■ GIVEN REQUEST
Rewrite the material below, replacing every occurrence of "bounding box" with "enclosing rectangle" and leaving all else unchanged. Omit the pictures from your version.
=== AVAILABLE RECORDS ===
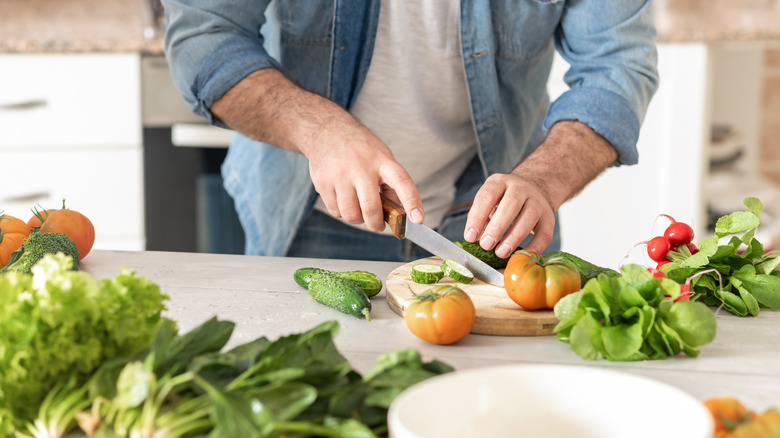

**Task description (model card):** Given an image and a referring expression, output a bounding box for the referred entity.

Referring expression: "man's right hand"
[211,69,423,231]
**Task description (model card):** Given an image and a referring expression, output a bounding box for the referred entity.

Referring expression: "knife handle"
[379,193,406,239]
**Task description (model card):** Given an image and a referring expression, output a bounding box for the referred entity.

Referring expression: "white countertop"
[81,250,780,412]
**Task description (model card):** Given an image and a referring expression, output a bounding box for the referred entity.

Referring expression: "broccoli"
[0,231,79,274]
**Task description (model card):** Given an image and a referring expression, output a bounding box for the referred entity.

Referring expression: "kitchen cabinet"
[0,53,145,250]
[548,41,776,268]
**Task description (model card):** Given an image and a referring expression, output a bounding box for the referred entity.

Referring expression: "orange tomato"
[27,208,55,228]
[40,208,95,260]
[504,251,581,310]
[0,212,30,267]
[704,397,756,438]
[404,285,477,344]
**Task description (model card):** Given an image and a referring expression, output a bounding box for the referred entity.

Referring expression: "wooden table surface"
[81,250,780,412]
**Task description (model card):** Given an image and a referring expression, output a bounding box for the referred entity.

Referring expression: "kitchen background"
[0,0,780,267]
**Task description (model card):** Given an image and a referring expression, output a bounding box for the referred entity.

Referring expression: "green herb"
[0,254,167,437]
[555,264,716,361]
[19,318,452,438]
[661,198,780,316]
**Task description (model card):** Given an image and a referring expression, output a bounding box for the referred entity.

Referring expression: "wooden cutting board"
[385,257,558,336]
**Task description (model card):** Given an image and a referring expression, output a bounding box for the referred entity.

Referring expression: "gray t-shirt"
[316,0,477,233]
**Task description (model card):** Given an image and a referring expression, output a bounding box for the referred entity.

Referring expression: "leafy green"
[660,198,780,316]
[554,264,716,361]
[18,318,452,438]
[0,253,167,437]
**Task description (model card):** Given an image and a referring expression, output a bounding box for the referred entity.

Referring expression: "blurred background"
[0,0,780,267]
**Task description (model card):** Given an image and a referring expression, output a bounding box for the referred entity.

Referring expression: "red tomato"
[40,208,95,260]
[504,251,581,310]
[404,285,477,344]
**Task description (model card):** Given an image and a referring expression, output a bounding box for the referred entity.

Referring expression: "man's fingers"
[319,190,341,218]
[336,186,363,224]
[358,186,385,232]
[380,164,425,224]
[463,176,505,249]
[523,216,555,254]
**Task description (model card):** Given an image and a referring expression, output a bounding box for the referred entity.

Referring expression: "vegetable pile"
[0,199,95,274]
[554,264,716,361]
[659,198,780,316]
[0,254,452,438]
[0,254,166,436]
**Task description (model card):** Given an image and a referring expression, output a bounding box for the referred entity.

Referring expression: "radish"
[664,222,693,246]
[647,236,672,262]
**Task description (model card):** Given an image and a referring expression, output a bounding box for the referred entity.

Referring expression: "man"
[163,0,657,260]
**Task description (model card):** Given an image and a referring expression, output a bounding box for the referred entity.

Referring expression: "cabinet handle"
[2,192,51,202]
[0,99,48,110]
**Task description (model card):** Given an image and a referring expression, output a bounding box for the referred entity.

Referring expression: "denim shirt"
[162,0,658,256]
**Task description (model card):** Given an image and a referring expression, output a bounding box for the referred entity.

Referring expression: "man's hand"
[464,121,617,258]
[211,69,423,231]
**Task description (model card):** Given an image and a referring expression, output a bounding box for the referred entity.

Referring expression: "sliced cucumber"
[411,263,444,284]
[441,259,474,284]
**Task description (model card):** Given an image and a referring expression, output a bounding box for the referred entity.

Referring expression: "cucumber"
[454,240,509,269]
[410,263,444,284]
[309,272,371,321]
[547,251,620,287]
[293,268,382,298]
[441,259,474,284]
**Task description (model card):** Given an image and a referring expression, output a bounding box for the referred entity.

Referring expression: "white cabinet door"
[0,148,145,250]
[0,54,141,151]
[549,43,710,268]
[0,53,145,250]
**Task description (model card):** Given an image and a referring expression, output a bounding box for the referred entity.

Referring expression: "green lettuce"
[554,264,716,361]
[0,254,168,437]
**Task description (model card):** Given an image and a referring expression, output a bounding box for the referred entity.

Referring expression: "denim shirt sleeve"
[544,0,658,164]
[162,0,279,127]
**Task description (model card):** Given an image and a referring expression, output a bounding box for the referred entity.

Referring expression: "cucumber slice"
[441,259,474,284]
[411,263,444,284]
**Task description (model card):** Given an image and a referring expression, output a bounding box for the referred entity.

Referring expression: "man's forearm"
[211,69,360,155]
[512,121,618,211]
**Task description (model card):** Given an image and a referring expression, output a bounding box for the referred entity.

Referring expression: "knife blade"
[381,195,504,287]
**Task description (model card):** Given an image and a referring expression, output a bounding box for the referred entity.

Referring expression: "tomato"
[27,208,55,228]
[704,397,756,438]
[504,251,581,310]
[404,284,477,344]
[0,212,30,267]
[40,208,95,259]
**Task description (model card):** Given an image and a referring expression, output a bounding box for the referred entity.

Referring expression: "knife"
[380,195,504,287]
===
■ RESULT OF THE EXERCISE
**Task description (model card):** Given an image and a referring expression, output a enclosing rectangle for the referred entity.

Referring expression: "man's right hand"
[211,69,423,231]
**Task description (model card):** Given an image and a referring expression, output a enclosing rectangle for the referred entity.

Referring expression: "knife handle"
[379,193,406,239]
**Task description (model card):** Given an image and a referring expression, output a enclosing rectangle for the referred entity.

Referring expression: "white countertop"
[81,250,780,412]
**Task description (model card):** Given an image and a referring expression, output a enclosing rectangle for the referred entity.

Referring expression: "broccoli"
[0,231,79,274]
**Task description (model card):** Given an image and a referring expression, output a enclosing rectangle for the referred entity.

Referring expression: "kitchen cabinet"
[0,53,145,250]
[548,41,776,268]
**Task description (model card):** Given an image and a referring expression, output a enclosing rectangle for the referred entity.

Referring expression: "orange tomato"
[27,208,55,228]
[40,208,95,260]
[504,251,581,310]
[0,212,30,267]
[704,397,756,438]
[404,285,477,344]
**Task description (model card):** Given an image and a referring expression, output a enclosing rectangle for the referred entity.

Referring expression: "wooden table surface"
[81,250,780,412]
**Task description (model card):** Given an image and a referring expression, output a enclosing rectangle for the referred entity.

Referring expression: "kitchen background"
[0,0,780,267]
**Task description (model card):** Given an image and a referring expression, output a enclosing rectangle for the referred entity.

Referring expression: "green herb"
[0,254,167,437]
[555,264,716,361]
[19,318,452,438]
[661,198,780,316]
**Task description (model card):** Given an image and a referring expression, output a enclosing rectangle for the referred entity.

Referring expression: "wooden cutting board"
[385,257,558,336]
**Task description (model card):** Given an image and a referring expression, output a enclosing rectangle for the referred entity.

Referring expression: "gray t-shirt"
[316,0,477,233]
**Task description (model card):** Given an image and a referring expression, output a enclosing rectangle for the referred entity.

Referring expression: "leafy green"
[660,198,780,316]
[554,264,716,361]
[18,318,452,438]
[0,253,167,437]
**Task description (model card):** Given an image and a referring expression, output a enclosing rectangle for the referred entity.

Referring expression: "blurred background"
[0,0,780,267]
**Task description (model card):** Given an image and a referring expression, output a enclosing rectangle for the referred entity.

Referring expression: "red tomato"
[40,208,95,260]
[504,251,581,310]
[404,285,477,344]
**Task description (model card):** Given an image and a referring expression, output a enclosing rectangle for the referred entity.

Referring expression: "man's fingers"
[319,190,341,218]
[336,186,363,224]
[358,186,385,232]
[380,164,425,224]
[463,176,505,249]
[523,216,555,254]
**Task description (model card):** Given an image and a referring expression, output a enclosing rectangle for the referred entity.

Referring expression: "vegetable pile"
[0,199,95,274]
[554,264,716,361]
[659,198,780,316]
[0,254,452,438]
[0,254,166,436]
**Task description (model card):** Given an image and a referring expression, output a enclosing rectangle for the referred entity.

Referring expression: "radish"
[664,222,693,246]
[647,236,672,262]
**Task description (model card):** Given an image and a referring expression, output a enclosing rectangle for the referred entity.

Referring expression: "man"
[163,0,657,260]
**Task description (model card):** Given an image and a referring expression, output a enclosing rectangle for the referred entity.

Referring expression: "cabinet handle"
[2,192,51,202]
[0,99,48,110]
**Task description (model card):** Given an image and a referring expression, output a enclosing rectangle for the referred entity.

Referring expression: "denim shirt"
[162,0,658,256]
**Task description (model card):** Given an image and a referring expression, output a enclosing rectangle for the referred entity.

Referring expression: "man's hand"
[464,121,617,258]
[211,69,423,231]
**Task description (model card):** Given an image and a referring expression, output a enclosing rectangle for the referred entity.

Referring expression: "sliced cucumber"
[411,263,444,284]
[441,259,474,284]
**Task description (model card):** Given an image and a referring expression, output a enclosing rectangle for the referred entity.

Referring expression: "cucumber"
[454,240,509,269]
[410,263,444,284]
[309,272,371,321]
[547,251,620,287]
[293,268,382,298]
[441,259,474,284]
**Task description (model card):** Given an image and a referring expression, output a enclosing rectangle for the referred entity.

Referring expression: "white cabinet door"
[0,148,145,250]
[0,54,141,151]
[549,43,710,268]
[0,53,145,250]
**Task description (model card):** Given an image and a referring expression, output a enclosing rectangle for the referred entity.

Referring expression: "green lettuce"
[554,264,716,361]
[0,254,168,437]
**Task description (model card):** Given an image and a referring expression, output a enclosing rectangle for the referred entity.

Referring expression: "denim shirt sleeve"
[544,0,658,164]
[162,0,279,127]
**Task description (model card):** Given an image and a referring expression, output a enclosing rectangle for the referred entity.

Referring expression: "cucumber slice"
[441,259,474,284]
[411,263,444,284]
**Task description (model card):** Given an image and a referring expression, output a enclosing rectangle for the referred entity.

Referring expression: "man's forearm"
[211,69,360,155]
[512,121,618,211]
**Task description (model card):** Given an image and a referring expression, output a enclosing rectangle for the referred entity.

Referring expression: "knife blade"
[381,195,504,287]
**Task description (model card):** Given an image and a referring expression, output a enclosing rectangle for the referred entity.

Referring expression: "tomato"
[27,208,55,228]
[704,397,756,438]
[504,251,581,310]
[404,284,477,344]
[0,212,30,267]
[40,208,95,259]
**Task description (model card):** Given an image and a referring expression, output a enclosing rectangle for the referred entity.

Referring expression: "knife"
[380,195,504,287]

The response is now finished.